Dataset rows
* * * * *

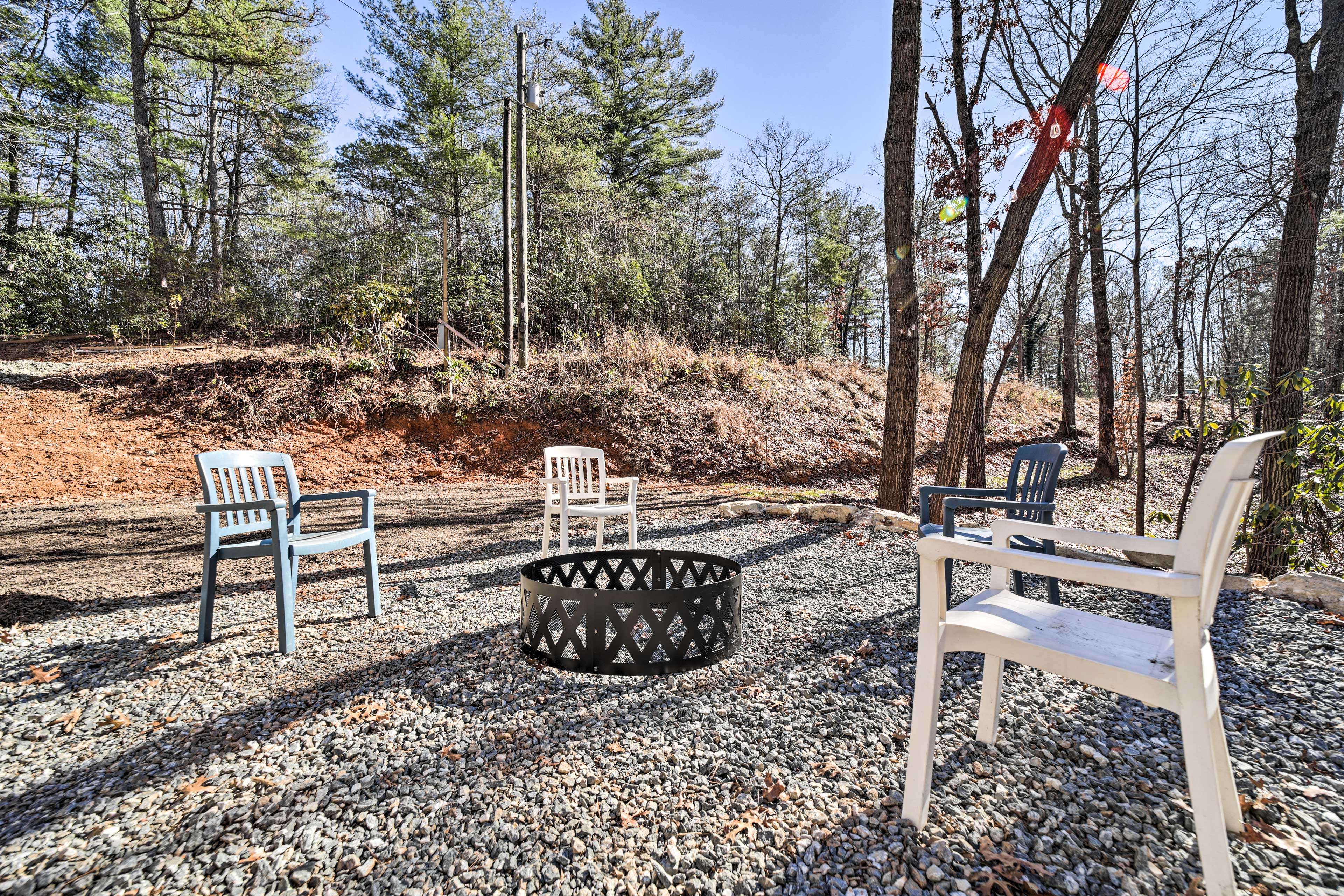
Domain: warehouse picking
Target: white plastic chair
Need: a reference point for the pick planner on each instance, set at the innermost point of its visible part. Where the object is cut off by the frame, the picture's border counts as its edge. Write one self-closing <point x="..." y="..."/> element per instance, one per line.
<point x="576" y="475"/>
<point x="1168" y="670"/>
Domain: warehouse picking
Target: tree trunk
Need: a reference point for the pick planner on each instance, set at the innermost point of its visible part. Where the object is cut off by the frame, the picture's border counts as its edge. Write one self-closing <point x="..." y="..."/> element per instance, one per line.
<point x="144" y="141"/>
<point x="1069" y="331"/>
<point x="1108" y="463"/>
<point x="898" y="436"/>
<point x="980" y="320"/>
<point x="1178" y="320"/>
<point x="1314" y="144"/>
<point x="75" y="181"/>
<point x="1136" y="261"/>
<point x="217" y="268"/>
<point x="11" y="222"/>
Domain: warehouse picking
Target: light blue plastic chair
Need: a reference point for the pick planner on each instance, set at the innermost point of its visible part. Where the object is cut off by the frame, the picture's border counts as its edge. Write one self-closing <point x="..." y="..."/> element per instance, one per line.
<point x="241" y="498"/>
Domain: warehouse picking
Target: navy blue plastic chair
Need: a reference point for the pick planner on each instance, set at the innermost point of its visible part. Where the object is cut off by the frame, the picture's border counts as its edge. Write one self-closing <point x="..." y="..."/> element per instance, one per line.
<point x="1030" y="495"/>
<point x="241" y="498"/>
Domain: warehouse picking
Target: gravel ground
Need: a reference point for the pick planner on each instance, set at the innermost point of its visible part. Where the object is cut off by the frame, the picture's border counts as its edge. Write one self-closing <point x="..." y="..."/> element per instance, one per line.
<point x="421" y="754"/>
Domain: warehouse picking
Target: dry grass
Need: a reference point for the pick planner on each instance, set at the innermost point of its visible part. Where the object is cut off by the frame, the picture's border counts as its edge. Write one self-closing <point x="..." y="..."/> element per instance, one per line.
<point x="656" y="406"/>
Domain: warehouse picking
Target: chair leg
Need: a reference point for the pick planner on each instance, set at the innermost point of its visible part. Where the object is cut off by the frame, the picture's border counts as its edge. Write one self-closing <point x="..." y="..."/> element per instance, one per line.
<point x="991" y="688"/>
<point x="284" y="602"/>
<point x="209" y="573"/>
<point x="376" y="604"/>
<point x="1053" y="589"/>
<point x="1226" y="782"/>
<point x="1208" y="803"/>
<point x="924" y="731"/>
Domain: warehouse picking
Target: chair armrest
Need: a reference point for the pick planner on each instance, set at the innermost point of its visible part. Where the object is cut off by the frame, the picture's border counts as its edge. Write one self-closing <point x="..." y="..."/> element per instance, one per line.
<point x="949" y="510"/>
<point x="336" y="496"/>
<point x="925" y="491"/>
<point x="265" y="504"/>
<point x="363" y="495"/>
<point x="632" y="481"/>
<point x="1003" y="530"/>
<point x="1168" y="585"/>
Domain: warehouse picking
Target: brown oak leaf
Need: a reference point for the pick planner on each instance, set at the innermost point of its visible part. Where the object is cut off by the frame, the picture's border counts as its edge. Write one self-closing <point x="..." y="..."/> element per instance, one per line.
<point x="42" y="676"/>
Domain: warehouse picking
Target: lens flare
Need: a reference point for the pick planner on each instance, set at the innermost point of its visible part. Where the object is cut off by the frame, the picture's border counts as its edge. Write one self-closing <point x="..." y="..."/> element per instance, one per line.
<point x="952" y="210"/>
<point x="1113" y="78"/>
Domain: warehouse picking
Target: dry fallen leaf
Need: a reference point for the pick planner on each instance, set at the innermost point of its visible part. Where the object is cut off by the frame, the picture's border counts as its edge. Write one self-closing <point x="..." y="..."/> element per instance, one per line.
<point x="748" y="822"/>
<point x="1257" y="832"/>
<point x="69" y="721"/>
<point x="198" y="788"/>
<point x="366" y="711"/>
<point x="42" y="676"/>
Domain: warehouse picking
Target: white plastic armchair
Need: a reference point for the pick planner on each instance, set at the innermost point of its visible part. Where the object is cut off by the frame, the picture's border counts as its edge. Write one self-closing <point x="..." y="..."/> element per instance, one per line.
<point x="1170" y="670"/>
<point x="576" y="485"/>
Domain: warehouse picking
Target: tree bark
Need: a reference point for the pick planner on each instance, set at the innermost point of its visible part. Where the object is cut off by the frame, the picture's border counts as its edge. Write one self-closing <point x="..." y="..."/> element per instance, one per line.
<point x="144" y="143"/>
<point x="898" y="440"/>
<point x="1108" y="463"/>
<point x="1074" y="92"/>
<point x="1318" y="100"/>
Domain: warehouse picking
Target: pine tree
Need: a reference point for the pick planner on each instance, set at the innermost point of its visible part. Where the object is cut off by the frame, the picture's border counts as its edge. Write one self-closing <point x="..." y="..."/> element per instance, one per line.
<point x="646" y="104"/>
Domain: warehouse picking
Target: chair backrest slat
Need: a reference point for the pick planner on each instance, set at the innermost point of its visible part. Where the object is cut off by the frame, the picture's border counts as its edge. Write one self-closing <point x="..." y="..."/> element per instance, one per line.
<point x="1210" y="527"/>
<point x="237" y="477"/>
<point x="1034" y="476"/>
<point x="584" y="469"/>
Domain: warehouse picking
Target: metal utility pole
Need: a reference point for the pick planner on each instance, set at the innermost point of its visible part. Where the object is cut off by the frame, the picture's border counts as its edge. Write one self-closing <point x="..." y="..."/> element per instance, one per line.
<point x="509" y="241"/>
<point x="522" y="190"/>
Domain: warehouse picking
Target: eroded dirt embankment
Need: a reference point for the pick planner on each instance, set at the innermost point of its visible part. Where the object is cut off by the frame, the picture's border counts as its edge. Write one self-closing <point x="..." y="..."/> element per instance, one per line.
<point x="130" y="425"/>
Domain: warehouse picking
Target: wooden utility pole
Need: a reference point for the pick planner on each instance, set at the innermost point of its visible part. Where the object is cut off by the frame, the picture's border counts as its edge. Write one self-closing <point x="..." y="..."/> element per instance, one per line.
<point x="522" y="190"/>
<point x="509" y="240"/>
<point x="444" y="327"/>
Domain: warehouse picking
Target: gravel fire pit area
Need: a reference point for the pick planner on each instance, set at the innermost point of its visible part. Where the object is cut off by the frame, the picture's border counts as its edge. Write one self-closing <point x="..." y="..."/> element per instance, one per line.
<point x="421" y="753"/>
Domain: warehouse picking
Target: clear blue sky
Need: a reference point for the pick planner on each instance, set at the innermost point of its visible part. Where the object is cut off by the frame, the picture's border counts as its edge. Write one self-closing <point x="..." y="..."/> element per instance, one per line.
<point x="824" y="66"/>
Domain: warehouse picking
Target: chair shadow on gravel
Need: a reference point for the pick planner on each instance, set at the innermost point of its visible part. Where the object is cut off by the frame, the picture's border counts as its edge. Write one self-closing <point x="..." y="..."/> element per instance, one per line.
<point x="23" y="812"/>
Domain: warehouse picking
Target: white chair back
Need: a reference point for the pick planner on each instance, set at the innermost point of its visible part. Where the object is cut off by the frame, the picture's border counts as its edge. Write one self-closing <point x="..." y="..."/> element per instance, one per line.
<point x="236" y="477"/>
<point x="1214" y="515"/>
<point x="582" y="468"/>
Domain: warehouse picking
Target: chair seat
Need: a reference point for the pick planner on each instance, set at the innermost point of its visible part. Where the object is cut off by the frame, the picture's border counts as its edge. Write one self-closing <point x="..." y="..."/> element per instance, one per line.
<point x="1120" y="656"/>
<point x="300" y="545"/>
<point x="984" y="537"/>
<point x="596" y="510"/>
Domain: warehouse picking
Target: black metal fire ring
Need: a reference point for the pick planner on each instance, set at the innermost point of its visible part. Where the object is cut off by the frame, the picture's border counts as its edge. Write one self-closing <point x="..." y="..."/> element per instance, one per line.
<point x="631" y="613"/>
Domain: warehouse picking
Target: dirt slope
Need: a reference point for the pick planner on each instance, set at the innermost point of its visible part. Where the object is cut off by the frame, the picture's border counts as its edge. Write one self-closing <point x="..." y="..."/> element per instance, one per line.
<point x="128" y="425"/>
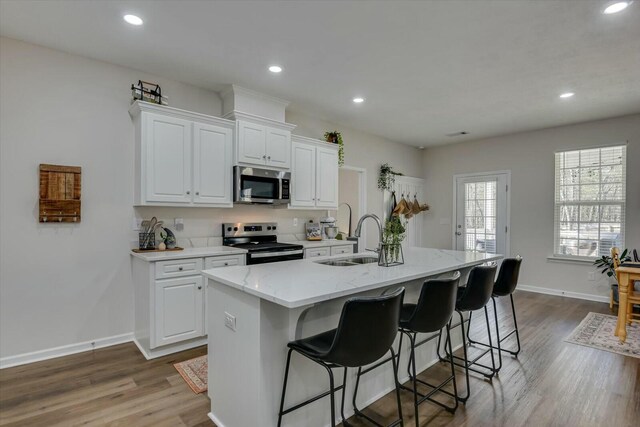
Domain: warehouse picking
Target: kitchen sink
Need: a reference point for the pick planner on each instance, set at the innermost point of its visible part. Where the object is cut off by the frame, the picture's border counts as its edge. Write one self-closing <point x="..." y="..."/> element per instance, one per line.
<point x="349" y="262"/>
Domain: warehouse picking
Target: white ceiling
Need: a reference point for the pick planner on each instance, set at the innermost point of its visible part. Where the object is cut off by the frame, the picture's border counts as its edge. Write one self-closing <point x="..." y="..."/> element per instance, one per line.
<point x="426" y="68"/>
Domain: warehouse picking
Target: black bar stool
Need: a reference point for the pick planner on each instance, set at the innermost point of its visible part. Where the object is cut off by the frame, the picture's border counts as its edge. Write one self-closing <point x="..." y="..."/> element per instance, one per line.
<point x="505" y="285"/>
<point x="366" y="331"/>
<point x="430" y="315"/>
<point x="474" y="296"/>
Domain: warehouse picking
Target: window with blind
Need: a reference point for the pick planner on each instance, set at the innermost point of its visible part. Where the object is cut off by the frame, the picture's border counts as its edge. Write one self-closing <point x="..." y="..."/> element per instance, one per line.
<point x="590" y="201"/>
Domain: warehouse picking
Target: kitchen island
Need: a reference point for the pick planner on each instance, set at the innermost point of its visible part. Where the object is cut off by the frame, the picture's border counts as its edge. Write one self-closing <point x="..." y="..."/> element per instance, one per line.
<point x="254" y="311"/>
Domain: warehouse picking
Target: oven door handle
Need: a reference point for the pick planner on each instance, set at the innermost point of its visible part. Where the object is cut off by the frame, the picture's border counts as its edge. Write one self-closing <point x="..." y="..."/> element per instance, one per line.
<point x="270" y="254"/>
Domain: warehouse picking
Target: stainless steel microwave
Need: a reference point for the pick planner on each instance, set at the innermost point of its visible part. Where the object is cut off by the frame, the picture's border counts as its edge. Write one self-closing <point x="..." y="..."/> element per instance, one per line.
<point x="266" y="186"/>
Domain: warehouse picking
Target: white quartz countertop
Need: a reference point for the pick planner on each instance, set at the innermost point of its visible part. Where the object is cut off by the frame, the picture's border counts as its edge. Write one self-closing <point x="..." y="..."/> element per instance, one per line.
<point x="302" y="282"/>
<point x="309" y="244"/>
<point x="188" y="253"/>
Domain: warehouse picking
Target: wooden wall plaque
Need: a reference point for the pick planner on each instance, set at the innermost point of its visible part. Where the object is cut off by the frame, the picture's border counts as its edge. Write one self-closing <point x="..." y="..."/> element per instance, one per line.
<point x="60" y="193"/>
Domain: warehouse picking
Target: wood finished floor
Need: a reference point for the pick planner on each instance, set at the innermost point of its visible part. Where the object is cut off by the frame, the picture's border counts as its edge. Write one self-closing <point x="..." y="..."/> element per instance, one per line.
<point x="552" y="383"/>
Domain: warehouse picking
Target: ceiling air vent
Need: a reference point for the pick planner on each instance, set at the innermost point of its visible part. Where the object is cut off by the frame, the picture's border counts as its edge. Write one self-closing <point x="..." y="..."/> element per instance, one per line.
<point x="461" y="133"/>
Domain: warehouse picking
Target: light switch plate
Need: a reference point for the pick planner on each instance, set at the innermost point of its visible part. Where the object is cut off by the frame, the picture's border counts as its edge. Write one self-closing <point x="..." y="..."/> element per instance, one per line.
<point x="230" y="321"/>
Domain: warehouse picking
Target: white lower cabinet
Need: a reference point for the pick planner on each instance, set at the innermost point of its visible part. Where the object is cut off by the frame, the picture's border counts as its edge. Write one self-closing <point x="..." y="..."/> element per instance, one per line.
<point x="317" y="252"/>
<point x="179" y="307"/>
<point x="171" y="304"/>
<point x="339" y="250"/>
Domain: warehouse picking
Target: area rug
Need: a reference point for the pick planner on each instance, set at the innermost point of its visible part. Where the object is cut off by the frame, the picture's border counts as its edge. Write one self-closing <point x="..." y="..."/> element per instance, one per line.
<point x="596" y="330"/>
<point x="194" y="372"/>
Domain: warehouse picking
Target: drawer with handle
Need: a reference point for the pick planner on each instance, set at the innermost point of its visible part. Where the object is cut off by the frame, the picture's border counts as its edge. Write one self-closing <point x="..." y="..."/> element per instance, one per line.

* * * * *

Find each line in the rows above that contains the word "leaf", and copy those lines. Treat uppercase and lowercase as different.

**RESULT FOR THIS TASK**
Target: brown oak leaf
Target: dry fallen leaf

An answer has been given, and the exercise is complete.